:: Given data ::
+-------+

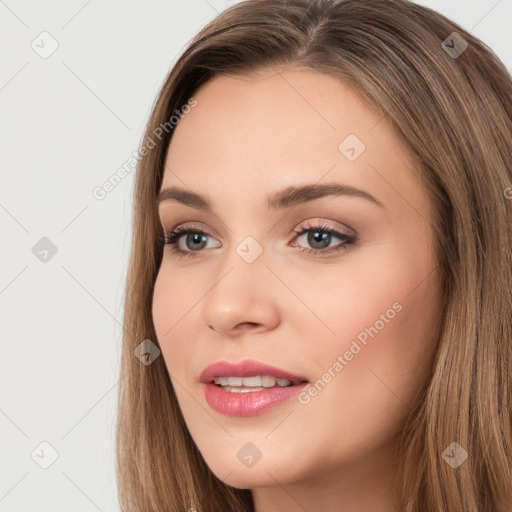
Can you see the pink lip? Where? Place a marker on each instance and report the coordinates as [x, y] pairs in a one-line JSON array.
[[245, 368], [251, 403]]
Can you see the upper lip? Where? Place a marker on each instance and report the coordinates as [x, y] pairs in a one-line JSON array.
[[246, 368]]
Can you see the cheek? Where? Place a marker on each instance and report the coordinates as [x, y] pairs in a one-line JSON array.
[[170, 311]]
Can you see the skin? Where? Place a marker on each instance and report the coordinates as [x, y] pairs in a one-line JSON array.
[[248, 137]]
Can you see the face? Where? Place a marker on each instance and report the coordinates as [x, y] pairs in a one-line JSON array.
[[339, 290]]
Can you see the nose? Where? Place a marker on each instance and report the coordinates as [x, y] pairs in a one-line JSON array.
[[243, 300]]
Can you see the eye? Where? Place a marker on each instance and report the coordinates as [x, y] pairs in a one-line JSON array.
[[196, 240], [319, 237]]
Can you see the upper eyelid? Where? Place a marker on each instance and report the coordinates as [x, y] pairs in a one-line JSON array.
[[308, 224]]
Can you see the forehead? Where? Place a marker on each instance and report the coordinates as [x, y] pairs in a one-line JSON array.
[[277, 128]]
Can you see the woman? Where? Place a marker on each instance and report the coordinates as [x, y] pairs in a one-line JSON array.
[[322, 255]]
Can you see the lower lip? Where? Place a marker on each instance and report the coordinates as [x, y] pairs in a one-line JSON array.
[[250, 403]]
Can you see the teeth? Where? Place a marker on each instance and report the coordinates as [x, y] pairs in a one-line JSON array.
[[258, 381]]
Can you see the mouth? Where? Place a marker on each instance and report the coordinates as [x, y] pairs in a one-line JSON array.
[[248, 388], [252, 384]]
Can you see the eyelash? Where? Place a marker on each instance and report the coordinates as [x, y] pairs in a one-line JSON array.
[[172, 240]]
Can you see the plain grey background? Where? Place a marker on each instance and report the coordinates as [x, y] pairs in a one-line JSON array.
[[69, 120]]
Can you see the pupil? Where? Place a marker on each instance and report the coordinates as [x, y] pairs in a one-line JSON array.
[[198, 238], [319, 236]]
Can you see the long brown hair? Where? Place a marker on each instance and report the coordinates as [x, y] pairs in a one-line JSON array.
[[449, 98]]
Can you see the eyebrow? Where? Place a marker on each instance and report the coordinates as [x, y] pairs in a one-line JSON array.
[[286, 198]]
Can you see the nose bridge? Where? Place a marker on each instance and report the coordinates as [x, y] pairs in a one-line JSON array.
[[242, 291]]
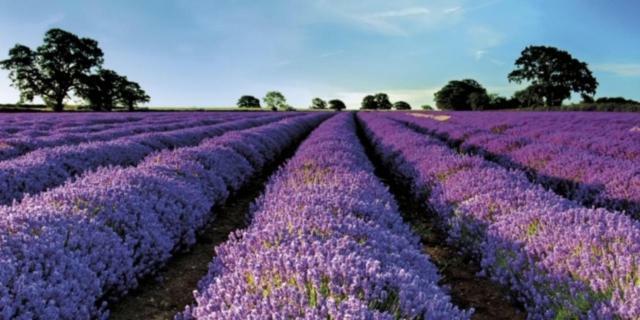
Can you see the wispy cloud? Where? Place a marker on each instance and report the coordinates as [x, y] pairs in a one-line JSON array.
[[452, 10], [620, 69], [406, 12]]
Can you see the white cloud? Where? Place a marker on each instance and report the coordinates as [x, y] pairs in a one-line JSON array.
[[620, 69], [407, 12], [452, 10]]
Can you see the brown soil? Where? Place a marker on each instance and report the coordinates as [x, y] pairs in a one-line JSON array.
[[166, 294], [458, 272]]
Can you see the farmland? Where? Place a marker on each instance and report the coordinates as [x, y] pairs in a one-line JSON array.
[[320, 215]]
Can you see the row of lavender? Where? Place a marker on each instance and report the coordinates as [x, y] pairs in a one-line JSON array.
[[30, 124], [326, 242], [563, 260], [13, 147], [582, 175], [602, 133], [49, 167], [65, 251]]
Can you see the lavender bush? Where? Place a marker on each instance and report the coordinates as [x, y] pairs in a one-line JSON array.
[[326, 242], [65, 252], [563, 260]]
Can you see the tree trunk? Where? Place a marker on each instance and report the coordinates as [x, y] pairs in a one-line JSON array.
[[59, 106]]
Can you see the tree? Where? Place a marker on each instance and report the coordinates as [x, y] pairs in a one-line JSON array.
[[130, 94], [318, 104], [275, 100], [54, 69], [465, 94], [248, 102], [369, 103], [401, 105], [101, 90], [529, 97], [337, 105], [554, 73], [382, 101]]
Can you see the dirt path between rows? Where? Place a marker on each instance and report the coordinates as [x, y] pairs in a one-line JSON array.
[[166, 294], [459, 273]]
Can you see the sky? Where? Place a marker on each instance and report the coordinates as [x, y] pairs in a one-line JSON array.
[[209, 53]]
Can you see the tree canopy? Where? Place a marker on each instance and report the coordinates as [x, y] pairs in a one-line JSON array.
[[248, 102], [318, 104], [66, 64], [337, 105], [401, 105], [553, 74], [465, 94], [275, 101]]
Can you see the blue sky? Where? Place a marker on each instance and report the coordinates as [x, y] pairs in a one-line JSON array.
[[208, 53]]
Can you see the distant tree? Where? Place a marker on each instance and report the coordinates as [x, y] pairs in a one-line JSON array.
[[54, 69], [275, 100], [130, 94], [587, 98], [464, 94], [101, 90], [554, 73], [337, 105], [529, 97], [248, 102], [618, 100], [369, 103], [401, 105], [382, 101], [318, 104]]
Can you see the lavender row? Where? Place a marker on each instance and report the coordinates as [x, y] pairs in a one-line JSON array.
[[18, 146], [580, 175], [29, 124], [326, 242], [63, 252], [563, 260], [609, 134], [49, 167]]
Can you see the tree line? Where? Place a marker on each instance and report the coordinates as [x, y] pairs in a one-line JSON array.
[[66, 64], [551, 74]]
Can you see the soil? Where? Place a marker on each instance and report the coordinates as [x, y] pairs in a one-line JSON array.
[[459, 272], [171, 290]]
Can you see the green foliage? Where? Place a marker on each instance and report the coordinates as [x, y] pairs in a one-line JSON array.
[[337, 105], [465, 94], [401, 105], [275, 100], [248, 102], [54, 69], [318, 104], [553, 74], [369, 103]]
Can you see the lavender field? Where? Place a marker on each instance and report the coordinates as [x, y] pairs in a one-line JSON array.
[[539, 209]]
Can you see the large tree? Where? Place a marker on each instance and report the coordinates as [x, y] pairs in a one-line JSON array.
[[369, 103], [382, 101], [54, 69], [275, 100], [337, 105], [101, 90], [401, 105], [465, 94], [318, 104], [554, 73], [131, 94], [248, 102]]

+-------+

:: Work to complete ::
In the copy, every entry must appear exactly as written, and no picture may appear.

:: Solution ::
Can you see the pink lip? Where? Place a marker on each instance and report the coordinates as [x, y] pairs in a one-line JSON array.
[[245, 368], [251, 403]]
Can you see the upper lip? Where? Place a marker on each instance and report the coordinates as [x, y] pairs in a one-line JSON array.
[[246, 368]]
Can you see the cheek? Where? Place a marker on each instance and report the coordinates as [x, y] pairs in a one-line JSON array.
[[170, 311]]
Can you see the skin? Where? Place a marker on each instance and report the coordinates as [x, y] pairs in a one-line JSON array.
[[248, 137]]
Can you see the face? Where? Place a marker on each instance and report the coordinates as [x, y] pairs in a one-line JSON array.
[[339, 290]]
Can you see the nose? Where? Place a marker on each instance and report the coordinates as [x, y] pairs in a one-line JSON array.
[[243, 300]]
Can you see the eye? Where? Place a marker on each instance and report the coordinates as [x, y] pairs in a one-line JSON array.
[[196, 240], [319, 237]]
Can you see the upper eyelid? Where? Place a marker on each instance and report the coordinates as [x, y] pairs in a one-line JSON array.
[[308, 224]]
Can you see the forehead? Where? Place a marker on each instance and report the coordinates as [x, y] pairs in a one-line JSON array.
[[277, 128]]
Can you see the woman? Where? Place a marker on each instance and report the coordinates as [x, y] pairs in a one-line JSON array.
[[322, 255]]
Can you see the lower lip? Where? Place a marker on each instance and report the coordinates as [x, y] pairs in a one-line JSON array.
[[250, 403]]
Can you see the teeth? Where? Place a marker on each instance and report the coordinates as [x, y] pairs in a one-line JSON array.
[[258, 381]]
Can you see the mouth? Where? Place a marker on each instance and report the coordinates as [x, y] pairs in a one-line JSON array.
[[248, 388], [252, 384]]
Can you see the eyelash? Where? Place a marker on each instance and report the coordinates as [x, y] pairs in a one-line JSON array.
[[172, 240]]
Can you see the plain grey background? Where? Place a marker on each instance and report the coordinates as [x, y] pairs in a one-line JSON array.
[[69, 120]]
Can you see the pupil? Where? Place a marker on each instance and report the coordinates as [x, y] pairs in a one-line JSON array.
[[198, 238], [319, 236]]
Can you see the long brown hair? Where? Place a marker on each instance and report the coordinates as [x, y] pairs in a one-line JSON array.
[[449, 98]]
Can you see the eyebrow? Where? Place a marker on each instance and report the coordinates as [x, y] pairs in a one-line JSON array.
[[286, 198]]
Can you see the nose bridge? Where? Place a marker on each instance and report the coordinates as [x, y] pairs in a one-line JSON array.
[[242, 291]]
Can you see the wispy cloud? Where? Place a marker on each instance and report the coordinates as [x, y] pairs in a one-line JSON array.
[[452, 10], [620, 69], [406, 12]]
Can you see the white cloud? Where? Place a marker on each instance and report the coordinates as [x, y] pairs in a one-line JSON array.
[[620, 69], [407, 12], [452, 10]]
Can you see the brown soil? Where? Place a marker on each instance and report the coordinates as [x, y] pairs in a one-line JSON array.
[[166, 294], [458, 272]]
Can you see the farmland? Where? Place a marker on each instance and report the coordinates as [x, y] pairs in a one-line JSON array.
[[320, 215]]
Can you see the row of lavender? Where? Place a marker on each instance and report the coordinates as [x, y] pairs in a one-line JSON array.
[[30, 124], [326, 242], [563, 260], [13, 147], [582, 175], [602, 133], [49, 167], [65, 251]]
Can you see the lavender bush? Where? Place a marker on each instance and report the coordinates as [x, y] pairs in a one-line JSON array.
[[326, 242], [65, 252], [563, 260]]
Can you see the tree trunk? Where? Place a marker on each instance and report the coordinates as [x, y] pairs in a one-line JSON array.
[[59, 106]]
Can you see the tree? Where? Place a marker on each instance and report the coordinates as [x, y] pairs in a one-line JSON array.
[[130, 94], [318, 104], [275, 100], [54, 69], [465, 94], [248, 102], [369, 103], [401, 105], [101, 90], [529, 97], [337, 105], [554, 73], [382, 101]]
Can you see the dirt path between rows? Where? Place a marker on each instance and report the coordinates as [x, y] pairs in a one-line JSON array.
[[166, 294], [459, 273]]
Can you see the sky? Where? Place a marker on each instance and report the coordinates as [x, y] pairs in a one-line JSON array.
[[209, 53]]
Can you see the tree canopy? Where? Place a marker on each instance and report the coordinates as [x, y] pairs in a one-line JSON array.
[[248, 102], [318, 104], [66, 64], [337, 105], [401, 105], [553, 74], [465, 94], [275, 101]]
Can you see the blue sky? Where? Place a marker on each instance and report the coordinates as [x, y] pairs in a one-line JSON array.
[[208, 53]]
Can you see the distant tree? Where? Place a marker on each instance and report the coordinates as [x, y] pairs in a one-line JSON array.
[[54, 69], [275, 100], [130, 94], [587, 98], [464, 94], [101, 90], [554, 73], [337, 105], [529, 97], [248, 102], [618, 100], [369, 103], [401, 105], [382, 101], [318, 104]]
Can you see the lavender row? Where? Place a marker on each instance and report the coordinates as [x, y] pairs in a one-line JSON array.
[[18, 146], [580, 175], [29, 124], [326, 242], [63, 252], [563, 260], [609, 134], [49, 167]]
Can you see the tree line? Where? Place a marker on each instance and report the coordinates as [x, y] pairs in a one-line JSON array.
[[66, 64], [551, 74]]
Can you see the soil? Where? Place a marker on each instance and report the coordinates as [x, y] pairs in a one-line JSON array.
[[459, 272], [171, 290]]
Can you see the green foliage? Where? Place a marker on each instance and report the coordinates as [x, y] pairs in a one-line JSON array.
[[337, 105], [465, 94], [401, 105], [275, 100], [248, 102], [54, 69], [318, 104], [553, 74], [369, 103]]
Can you see the lavender field? Where? Place a marker on each instance and report the coordinates as [x, y] pairs in a one-line JSON array.
[[539, 209]]
Can you see the large tree? Where? Place a marker on each instance and report the coordinates as [x, y] pairs in a one-line JSON array.
[[369, 103], [382, 101], [54, 69], [275, 100], [337, 105], [101, 90], [401, 105], [465, 94], [318, 104], [554, 73], [131, 94], [248, 102]]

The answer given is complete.